## How to complete this task
Run through the data and copy out every line that mentions the word "full".

(Data to process begins)

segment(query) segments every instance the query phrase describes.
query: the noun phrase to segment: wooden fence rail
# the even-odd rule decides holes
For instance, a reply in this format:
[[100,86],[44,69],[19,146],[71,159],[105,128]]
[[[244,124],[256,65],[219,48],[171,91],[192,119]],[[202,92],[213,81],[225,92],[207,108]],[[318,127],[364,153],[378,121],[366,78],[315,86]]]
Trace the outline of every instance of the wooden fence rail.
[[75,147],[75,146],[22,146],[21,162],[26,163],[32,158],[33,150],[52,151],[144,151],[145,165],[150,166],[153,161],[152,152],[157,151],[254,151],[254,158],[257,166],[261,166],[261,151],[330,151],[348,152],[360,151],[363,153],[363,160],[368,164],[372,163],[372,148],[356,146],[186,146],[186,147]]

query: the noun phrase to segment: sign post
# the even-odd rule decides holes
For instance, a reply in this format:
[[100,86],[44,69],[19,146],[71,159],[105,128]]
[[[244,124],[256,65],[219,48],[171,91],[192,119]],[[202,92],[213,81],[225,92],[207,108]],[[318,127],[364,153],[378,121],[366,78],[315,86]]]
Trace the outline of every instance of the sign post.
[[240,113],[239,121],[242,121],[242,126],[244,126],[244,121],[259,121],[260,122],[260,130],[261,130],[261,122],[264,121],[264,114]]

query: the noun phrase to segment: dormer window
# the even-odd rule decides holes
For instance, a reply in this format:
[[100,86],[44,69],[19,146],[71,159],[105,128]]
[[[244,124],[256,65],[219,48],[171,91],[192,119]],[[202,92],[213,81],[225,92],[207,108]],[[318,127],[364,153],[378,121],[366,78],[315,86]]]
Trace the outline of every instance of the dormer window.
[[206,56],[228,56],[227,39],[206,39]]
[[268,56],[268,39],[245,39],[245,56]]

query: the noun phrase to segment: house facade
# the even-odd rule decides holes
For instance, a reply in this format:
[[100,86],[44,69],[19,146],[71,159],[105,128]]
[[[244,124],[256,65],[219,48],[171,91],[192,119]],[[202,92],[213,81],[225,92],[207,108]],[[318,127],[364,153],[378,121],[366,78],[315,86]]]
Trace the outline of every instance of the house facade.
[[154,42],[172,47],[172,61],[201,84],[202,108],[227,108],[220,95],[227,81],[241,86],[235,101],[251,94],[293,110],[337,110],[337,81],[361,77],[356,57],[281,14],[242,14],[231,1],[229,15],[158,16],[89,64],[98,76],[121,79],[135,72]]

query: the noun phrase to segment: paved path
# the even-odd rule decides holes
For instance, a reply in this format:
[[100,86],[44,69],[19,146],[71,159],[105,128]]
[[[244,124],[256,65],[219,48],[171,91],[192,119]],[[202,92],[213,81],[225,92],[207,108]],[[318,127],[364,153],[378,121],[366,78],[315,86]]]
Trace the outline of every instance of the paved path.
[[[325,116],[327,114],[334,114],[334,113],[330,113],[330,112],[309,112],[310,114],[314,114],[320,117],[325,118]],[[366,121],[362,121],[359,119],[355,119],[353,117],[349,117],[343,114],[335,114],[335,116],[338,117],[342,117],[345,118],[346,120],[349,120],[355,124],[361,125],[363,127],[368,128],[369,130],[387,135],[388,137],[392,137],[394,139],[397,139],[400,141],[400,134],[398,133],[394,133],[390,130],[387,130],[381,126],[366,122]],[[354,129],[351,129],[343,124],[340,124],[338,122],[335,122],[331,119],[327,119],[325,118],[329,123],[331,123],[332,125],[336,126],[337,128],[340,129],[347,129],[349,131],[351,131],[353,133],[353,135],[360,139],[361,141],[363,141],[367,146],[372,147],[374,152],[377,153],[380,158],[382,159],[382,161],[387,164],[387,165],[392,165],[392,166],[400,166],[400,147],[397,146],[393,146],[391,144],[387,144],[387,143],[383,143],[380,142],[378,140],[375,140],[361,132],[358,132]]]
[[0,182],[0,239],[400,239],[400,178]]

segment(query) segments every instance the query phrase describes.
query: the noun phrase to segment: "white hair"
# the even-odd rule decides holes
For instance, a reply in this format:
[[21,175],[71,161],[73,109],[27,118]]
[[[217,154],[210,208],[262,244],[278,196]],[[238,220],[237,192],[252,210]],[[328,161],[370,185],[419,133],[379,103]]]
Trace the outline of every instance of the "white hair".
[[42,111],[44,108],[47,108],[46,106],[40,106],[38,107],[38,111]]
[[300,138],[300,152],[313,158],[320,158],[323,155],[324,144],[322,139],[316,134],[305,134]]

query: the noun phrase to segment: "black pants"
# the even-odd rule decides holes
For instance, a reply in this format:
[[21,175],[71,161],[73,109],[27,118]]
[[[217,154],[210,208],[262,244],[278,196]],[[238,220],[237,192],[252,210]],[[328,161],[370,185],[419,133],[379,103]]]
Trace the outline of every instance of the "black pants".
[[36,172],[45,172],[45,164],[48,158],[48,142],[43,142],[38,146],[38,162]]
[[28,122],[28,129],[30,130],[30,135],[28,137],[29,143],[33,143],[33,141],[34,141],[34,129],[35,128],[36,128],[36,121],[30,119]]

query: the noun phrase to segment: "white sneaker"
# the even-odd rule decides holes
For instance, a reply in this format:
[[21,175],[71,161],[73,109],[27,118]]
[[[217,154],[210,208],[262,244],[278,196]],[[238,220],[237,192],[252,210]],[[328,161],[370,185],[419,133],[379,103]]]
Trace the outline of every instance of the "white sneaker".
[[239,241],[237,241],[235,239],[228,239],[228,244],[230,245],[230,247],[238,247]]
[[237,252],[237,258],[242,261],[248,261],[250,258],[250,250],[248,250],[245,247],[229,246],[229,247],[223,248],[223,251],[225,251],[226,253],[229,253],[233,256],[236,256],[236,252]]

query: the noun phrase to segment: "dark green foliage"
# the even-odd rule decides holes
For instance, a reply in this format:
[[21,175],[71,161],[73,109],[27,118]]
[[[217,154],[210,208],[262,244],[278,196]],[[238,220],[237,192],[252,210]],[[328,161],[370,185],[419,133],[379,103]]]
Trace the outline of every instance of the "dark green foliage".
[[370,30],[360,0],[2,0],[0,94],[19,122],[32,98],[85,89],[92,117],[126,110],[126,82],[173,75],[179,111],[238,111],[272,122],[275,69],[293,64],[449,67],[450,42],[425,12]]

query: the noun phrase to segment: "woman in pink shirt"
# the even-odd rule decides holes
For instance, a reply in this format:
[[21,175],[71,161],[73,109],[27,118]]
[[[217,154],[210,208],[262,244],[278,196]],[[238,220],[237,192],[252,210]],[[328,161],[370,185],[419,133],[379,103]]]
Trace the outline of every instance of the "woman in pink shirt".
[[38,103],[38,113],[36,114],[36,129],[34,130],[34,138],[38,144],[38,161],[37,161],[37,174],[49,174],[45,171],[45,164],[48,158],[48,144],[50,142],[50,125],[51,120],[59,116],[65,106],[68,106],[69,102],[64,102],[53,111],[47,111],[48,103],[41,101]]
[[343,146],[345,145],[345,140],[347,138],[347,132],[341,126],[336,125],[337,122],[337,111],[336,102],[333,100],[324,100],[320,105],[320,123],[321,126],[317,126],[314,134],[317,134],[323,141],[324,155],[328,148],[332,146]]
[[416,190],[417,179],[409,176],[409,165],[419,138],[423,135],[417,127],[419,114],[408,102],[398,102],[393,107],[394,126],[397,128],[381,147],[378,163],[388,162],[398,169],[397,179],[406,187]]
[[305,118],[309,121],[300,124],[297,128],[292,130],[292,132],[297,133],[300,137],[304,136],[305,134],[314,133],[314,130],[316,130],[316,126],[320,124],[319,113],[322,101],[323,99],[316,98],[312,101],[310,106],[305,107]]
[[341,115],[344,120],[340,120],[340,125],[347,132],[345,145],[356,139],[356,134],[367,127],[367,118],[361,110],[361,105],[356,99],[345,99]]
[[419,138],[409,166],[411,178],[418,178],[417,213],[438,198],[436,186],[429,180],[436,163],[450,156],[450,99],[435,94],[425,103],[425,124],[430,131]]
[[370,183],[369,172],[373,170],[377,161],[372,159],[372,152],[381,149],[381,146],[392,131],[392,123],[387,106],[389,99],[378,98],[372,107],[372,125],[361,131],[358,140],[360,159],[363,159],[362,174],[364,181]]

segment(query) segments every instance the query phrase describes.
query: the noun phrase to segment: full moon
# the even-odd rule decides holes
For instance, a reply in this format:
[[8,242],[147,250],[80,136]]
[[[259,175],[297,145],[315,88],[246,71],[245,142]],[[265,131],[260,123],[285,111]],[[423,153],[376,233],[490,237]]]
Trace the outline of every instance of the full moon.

(Data to process ends)

## Problem solution
query: the noun phrase to segment: full moon
Trace the outline of every instance of the full moon.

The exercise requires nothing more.